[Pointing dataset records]
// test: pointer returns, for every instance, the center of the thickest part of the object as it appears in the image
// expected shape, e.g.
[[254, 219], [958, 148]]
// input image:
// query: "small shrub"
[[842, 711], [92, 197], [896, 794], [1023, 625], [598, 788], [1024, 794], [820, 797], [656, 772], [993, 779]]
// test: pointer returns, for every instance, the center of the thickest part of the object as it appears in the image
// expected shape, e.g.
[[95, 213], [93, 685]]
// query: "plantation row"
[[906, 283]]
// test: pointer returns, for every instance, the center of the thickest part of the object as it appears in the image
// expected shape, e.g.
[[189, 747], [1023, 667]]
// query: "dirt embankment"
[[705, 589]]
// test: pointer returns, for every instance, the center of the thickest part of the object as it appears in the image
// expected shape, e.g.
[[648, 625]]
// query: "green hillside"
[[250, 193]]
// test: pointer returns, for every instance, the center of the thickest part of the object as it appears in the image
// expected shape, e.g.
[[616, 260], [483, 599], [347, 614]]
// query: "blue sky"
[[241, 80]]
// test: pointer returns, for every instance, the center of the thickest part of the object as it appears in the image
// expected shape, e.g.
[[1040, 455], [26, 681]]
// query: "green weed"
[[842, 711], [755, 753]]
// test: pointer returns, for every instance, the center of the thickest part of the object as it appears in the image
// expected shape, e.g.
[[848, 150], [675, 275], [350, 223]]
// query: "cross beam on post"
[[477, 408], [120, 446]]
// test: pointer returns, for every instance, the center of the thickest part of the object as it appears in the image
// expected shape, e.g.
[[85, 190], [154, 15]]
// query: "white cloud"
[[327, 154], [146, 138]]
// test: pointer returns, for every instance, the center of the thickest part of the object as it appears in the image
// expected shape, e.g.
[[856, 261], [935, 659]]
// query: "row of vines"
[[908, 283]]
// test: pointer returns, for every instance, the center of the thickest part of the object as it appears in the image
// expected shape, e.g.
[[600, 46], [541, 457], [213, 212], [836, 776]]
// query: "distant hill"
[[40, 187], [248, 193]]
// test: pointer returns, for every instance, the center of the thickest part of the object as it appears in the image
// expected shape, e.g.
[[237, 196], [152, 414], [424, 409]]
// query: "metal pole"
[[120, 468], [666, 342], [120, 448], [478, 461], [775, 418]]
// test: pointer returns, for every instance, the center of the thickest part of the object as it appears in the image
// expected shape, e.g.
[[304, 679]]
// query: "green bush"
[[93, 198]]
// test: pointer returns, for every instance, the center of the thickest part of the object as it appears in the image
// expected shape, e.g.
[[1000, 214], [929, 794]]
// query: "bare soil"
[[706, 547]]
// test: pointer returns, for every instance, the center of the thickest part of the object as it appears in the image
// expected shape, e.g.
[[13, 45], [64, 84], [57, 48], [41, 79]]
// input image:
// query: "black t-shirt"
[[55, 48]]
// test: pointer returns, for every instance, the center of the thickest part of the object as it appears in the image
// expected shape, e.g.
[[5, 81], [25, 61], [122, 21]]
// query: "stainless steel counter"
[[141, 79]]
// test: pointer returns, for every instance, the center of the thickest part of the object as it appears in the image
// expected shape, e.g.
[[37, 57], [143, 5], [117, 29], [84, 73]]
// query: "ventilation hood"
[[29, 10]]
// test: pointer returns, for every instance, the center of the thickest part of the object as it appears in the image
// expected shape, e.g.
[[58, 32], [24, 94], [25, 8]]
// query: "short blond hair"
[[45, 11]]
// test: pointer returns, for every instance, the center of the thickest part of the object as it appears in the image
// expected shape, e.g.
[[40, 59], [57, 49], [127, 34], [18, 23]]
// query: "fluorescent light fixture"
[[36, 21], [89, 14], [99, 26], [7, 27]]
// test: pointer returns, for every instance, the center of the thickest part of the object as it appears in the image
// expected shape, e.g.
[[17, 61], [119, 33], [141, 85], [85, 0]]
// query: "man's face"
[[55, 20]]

## Set task
Recast every line of the material above as a numbered list, skipping any blank lines.

## Response to the exercise
1. // test: pointer returns, for every instance, the center of the thickest part of the object as it appears in the image
2. // expected shape, e.g.
3. [[254, 219], [958, 148]]
4. // input image:
5. // query: "small shrub"
6. [[842, 711], [92, 197], [896, 794], [1023, 625], [598, 788], [1024, 794], [820, 797], [656, 772], [993, 779]]
7. // test: pointer returns, for every instance, the center of the thickest part of the object as it appears in the image
8. // expected shape, e.g.
9. [[95, 213], [93, 685]]
10. // query: "plantation row"
11. [[906, 283]]
12. // test: pointer returns, for every instance, the center of the thickest part of the object as it appears in the image
13. // expected shape, e.g.
14. [[189, 747], [1023, 667]]
15. // query: "dirt embankment"
16. [[705, 589]]
17. // test: pointer returns, for every instance, the center of the thickest part of the object as it appears in the image
18. // expected shape, e.g.
19. [[648, 625]]
20. // query: "green hillside"
21. [[250, 193]]
22. // test: pointer returns, for every instance, the center of the thickest part of the object as it appears in the image
23. // expected shape, e.g.
24. [[616, 260], [483, 599], [347, 614]]
25. // query: "blue sky"
26. [[241, 80]]
27. // test: pointer returns, for every instance, the center of the thickest part of the object as it appears in the image
28. // expected shape, e.g.
29. [[1040, 455], [26, 681]]
30. // query: "green weed"
31. [[842, 711], [755, 753]]
32. // test: pointer returns, for every instance, the center of the thickest part of the object as it appears in the image
33. // expected shape, e.g.
34. [[848, 150], [675, 275], [350, 223]]
35. // query: "cross beam on post"
36. [[477, 408], [120, 446]]
37. // test: pointer returns, for every instance, the center of the thickest part of the object as it appears in the image
38. // expected shape, e.g.
39. [[85, 190], [154, 15]]
40. // query: "white cloud"
41. [[327, 154], [146, 138]]
42. // test: pointer returns, for every instance, the center of the thickest part of the object as it appears in the image
43. // expected shape, e.g.
44. [[856, 261], [935, 659]]
45. // query: "row of vines"
46. [[908, 283]]
47. // test: pointer returns, for every instance, the center of the thickest part of the object as it appears in the image
48. // expected shape, e.g.
49. [[600, 46], [541, 457], [213, 212], [836, 776]]
50. // query: "distant hill"
51. [[40, 187], [248, 193]]
52. // test: pointer returns, for every instance, the center of the thickest part of the object as it appears in the image
53. // expected shape, e.g.
54. [[237, 196], [152, 414], [424, 409]]
55. // query: "metal pole"
56. [[120, 468], [666, 342], [120, 448], [478, 461], [775, 418]]
57. // test: pointer returns, for every instance, the center of the thickest part of the object as it appears in the image
58. // expected shape, e.g.
59. [[304, 679]]
60. // query: "green bush"
61. [[93, 198]]
62. // test: pointer returns, for every instance, the center of the thickest part of the object as it appears in the image
63. // expected shape, e.g.
64. [[1000, 214], [929, 794]]
65. // query: "bare soil"
66. [[706, 547]]
67. // test: pointer returns, for every instance, the center of the thickest part of the object as it appears in the image
68. // expected shape, e.g.
69. [[13, 45], [64, 84], [57, 48], [41, 79]]
70. // input image:
71. // query: "black t-shirt"
72. [[55, 48]]
73. // test: pointer returns, for every instance, the center of the thickest part of the object as it appears in the image
74. // expected shape, e.g.
75. [[5, 81], [25, 61], [122, 21]]
76. // query: "stainless steel counter"
77. [[141, 79]]
78. // test: pointer returns, for every instance, the center of the thickest part of the object as it appears in the image
79. // expected shape, e.g.
80. [[37, 57], [143, 5], [117, 29], [84, 73]]
81. // query: "ventilation hood"
82. [[29, 10]]
83. // test: pointer returns, for every instance, the center of the thickest part of the object as it appears in the image
84. // expected shape, e.g.
85. [[58, 32], [24, 94], [25, 8]]
86. // query: "short blond hair"
87. [[45, 11]]
88. // test: pointer returns, for every instance, the center of the thickest part of the object as it appears in the image
89. // expected shape, e.g.
90. [[40, 59], [57, 49], [127, 34], [18, 23]]
91. // query: "fluorescent light fixture"
92. [[36, 21], [89, 14], [99, 26], [7, 27]]
93. // test: pointer returns, for every instance, the center of the thickest part of the object as it appears in the image
94. // expected shape, e.g.
95. [[17, 61], [119, 33], [141, 85], [85, 0]]
96. // query: "man's face"
97. [[55, 20]]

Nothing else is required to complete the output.